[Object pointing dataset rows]
--- begin ---
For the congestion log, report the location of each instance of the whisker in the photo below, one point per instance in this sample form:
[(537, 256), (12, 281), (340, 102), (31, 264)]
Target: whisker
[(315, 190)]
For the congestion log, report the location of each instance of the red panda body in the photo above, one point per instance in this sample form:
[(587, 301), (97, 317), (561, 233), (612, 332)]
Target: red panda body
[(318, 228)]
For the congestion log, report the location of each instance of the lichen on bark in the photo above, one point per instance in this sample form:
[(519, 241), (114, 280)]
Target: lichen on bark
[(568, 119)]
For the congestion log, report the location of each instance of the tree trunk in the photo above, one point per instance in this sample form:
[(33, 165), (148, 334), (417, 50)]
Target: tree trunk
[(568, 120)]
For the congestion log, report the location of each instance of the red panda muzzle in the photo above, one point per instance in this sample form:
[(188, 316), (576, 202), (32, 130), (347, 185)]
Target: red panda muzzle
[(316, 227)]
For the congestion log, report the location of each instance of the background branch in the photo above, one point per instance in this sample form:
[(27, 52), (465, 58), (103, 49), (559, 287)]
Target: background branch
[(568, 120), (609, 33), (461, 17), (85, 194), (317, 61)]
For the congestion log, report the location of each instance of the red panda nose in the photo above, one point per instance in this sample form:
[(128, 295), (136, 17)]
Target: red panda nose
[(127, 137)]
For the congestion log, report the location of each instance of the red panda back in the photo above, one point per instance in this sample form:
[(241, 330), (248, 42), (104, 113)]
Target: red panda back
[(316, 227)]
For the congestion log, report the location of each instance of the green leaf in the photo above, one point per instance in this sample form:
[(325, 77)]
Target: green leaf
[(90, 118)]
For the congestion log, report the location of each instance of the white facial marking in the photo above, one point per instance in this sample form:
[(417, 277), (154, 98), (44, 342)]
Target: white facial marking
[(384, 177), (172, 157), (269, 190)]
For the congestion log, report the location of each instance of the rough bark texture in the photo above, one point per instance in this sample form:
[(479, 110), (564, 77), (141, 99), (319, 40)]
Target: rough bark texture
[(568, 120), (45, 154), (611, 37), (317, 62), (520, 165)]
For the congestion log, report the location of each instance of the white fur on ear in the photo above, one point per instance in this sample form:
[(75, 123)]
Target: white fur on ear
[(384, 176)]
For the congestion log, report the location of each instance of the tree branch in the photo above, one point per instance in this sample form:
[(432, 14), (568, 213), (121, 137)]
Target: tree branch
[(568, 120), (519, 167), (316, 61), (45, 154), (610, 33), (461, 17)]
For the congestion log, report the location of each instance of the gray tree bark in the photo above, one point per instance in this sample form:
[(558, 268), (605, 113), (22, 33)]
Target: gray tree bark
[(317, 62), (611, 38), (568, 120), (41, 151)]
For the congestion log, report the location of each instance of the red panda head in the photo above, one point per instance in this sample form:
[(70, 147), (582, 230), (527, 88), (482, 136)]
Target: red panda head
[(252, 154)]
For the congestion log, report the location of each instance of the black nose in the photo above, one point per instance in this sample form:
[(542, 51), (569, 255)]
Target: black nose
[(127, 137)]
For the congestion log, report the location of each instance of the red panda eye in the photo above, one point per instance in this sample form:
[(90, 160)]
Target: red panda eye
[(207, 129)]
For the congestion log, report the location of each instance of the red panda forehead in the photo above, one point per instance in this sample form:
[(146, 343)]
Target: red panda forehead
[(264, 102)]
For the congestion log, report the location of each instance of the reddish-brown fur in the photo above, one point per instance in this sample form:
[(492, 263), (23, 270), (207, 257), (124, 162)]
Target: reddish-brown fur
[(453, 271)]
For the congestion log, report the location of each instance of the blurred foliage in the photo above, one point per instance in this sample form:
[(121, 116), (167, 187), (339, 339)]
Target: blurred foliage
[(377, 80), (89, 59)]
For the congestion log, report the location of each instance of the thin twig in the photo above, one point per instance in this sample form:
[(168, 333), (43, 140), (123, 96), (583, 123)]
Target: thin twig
--- end ---
--- begin ---
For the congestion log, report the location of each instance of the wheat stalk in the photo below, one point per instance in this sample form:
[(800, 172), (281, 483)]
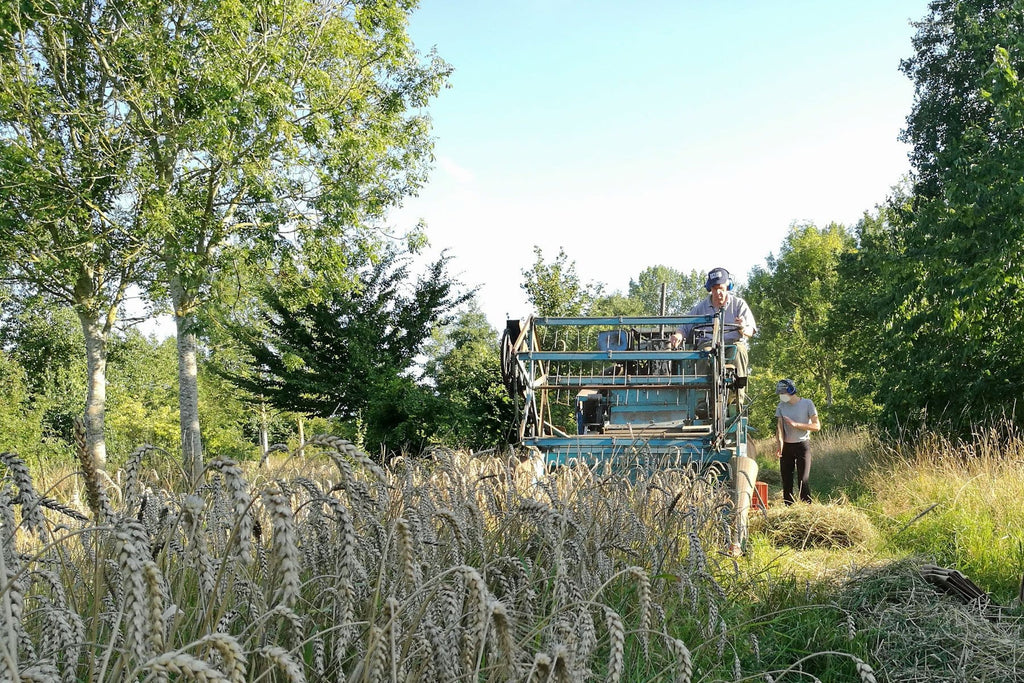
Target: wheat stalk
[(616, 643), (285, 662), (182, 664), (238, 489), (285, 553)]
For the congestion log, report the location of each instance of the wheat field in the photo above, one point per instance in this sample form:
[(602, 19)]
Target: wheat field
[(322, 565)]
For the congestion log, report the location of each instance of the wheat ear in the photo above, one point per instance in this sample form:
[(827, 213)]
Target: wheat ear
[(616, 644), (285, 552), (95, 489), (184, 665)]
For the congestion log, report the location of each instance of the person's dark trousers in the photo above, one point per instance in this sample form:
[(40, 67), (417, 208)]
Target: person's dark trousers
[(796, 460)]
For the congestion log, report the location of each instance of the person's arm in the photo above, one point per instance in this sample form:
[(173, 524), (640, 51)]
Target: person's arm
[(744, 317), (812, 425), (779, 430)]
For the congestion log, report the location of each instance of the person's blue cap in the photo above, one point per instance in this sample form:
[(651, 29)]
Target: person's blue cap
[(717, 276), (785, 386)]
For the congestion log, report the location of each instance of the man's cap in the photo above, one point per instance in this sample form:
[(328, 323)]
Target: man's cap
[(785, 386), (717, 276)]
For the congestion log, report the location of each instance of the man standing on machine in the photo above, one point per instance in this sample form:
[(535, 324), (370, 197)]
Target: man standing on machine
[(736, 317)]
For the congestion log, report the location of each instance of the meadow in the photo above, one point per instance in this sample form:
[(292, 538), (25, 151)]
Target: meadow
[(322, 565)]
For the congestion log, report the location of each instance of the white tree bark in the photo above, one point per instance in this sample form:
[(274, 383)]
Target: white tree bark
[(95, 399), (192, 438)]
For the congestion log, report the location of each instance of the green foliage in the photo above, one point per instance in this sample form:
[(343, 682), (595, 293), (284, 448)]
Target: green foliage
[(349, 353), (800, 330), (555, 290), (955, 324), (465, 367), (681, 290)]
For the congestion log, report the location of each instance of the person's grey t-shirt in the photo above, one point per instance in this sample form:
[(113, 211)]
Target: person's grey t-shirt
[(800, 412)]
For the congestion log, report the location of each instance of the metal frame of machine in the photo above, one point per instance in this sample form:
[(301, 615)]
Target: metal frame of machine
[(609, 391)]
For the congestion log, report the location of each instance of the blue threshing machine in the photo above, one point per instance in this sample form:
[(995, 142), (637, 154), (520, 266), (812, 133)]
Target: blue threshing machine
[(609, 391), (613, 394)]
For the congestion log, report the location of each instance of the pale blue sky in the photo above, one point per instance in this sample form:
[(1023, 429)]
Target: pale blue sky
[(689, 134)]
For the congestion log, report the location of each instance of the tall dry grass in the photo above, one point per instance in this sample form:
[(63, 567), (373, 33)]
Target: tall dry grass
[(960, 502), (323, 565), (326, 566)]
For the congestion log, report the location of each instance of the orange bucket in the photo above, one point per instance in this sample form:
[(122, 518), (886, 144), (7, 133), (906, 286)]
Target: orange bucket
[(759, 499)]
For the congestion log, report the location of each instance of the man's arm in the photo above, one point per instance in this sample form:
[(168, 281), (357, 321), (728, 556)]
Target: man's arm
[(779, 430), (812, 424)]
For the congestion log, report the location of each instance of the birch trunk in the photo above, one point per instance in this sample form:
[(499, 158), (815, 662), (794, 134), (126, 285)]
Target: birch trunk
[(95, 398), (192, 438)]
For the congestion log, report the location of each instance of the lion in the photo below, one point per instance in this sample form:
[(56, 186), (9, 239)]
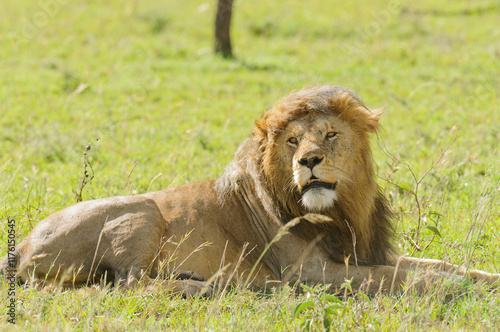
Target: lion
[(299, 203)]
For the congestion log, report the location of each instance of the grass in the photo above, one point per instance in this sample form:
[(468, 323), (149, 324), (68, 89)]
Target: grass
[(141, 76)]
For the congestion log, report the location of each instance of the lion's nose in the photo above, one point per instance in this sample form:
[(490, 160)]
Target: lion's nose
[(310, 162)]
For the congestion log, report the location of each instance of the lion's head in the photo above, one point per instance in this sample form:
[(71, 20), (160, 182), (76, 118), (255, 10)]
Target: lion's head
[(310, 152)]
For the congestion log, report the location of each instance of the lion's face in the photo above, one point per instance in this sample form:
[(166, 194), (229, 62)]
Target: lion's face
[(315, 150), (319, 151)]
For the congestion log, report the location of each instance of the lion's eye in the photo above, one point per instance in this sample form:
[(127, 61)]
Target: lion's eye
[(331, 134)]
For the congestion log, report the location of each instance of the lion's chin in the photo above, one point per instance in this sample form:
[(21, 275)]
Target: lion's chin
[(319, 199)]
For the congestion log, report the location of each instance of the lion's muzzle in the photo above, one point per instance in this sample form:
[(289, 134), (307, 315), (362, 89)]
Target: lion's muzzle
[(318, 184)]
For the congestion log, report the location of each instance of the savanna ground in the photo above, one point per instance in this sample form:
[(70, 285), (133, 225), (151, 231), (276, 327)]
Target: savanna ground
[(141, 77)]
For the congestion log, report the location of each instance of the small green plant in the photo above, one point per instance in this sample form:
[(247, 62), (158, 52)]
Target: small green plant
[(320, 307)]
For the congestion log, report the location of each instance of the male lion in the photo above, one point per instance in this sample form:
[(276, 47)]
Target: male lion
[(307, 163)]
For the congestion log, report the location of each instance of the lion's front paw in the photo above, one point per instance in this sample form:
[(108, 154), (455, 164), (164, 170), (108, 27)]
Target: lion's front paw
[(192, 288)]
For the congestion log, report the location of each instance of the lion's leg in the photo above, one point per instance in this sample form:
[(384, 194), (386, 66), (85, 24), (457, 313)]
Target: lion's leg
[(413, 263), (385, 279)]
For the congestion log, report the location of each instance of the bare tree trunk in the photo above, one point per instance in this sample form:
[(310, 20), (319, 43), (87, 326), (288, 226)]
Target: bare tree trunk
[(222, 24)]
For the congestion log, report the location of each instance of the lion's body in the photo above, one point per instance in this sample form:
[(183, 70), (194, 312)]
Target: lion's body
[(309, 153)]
--- end ---
Challenge. Copy out the rows verbatim, starting at the line that contains "the man's cap" and ending with the line that contains "367), (681, 290)]", with both of those lines included.

Full response.
For the congestion log, report the location of each instance of the man's cap in the photo above, one point per instance in this sample form:
[(328, 323)]
Target: man's cap
[(785, 386), (717, 276)]
For the congestion log, report the location of each instance of the man standing on machine in the photo above, one point per instance in this sample form:
[(535, 324), (370, 197)]
Target: man standing on machine
[(736, 317)]
For the congestion log, report the location of each instance of the meadow in the photo above, one point per instance in this sample form:
[(292, 538), (25, 151)]
Target: meadow
[(322, 565)]
For the congestion log, report the location of each instance of the white tree bark in the photo above, one point per instance in this sample form:
[(274, 383)]
Target: white tree bark
[(95, 399), (192, 438)]
For the congestion log, report the location of each instance of the green foliage in the photo above, one point per instance in this sample form:
[(343, 682), (595, 293), (284, 448)]
Target: green foliage
[(349, 353), (800, 330), (555, 290), (955, 324), (465, 367), (681, 290)]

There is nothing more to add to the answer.